Provided data start
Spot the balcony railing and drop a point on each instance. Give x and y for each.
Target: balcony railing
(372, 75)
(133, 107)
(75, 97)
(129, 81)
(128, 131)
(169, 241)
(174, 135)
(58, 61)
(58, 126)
Provided data end
## Exercise aim:
Reproduce the material above, substituting "window ledge" for every "balcony railing" and keeping everything else unchanged.

## Answer to the problem:
Spot the window ledge and drop a point on each instance. Give x and y for each.
Target: window ledge
(372, 75)
(133, 107)
(75, 97)
(129, 81)
(128, 131)
(169, 241)
(174, 135)
(58, 61)
(58, 126)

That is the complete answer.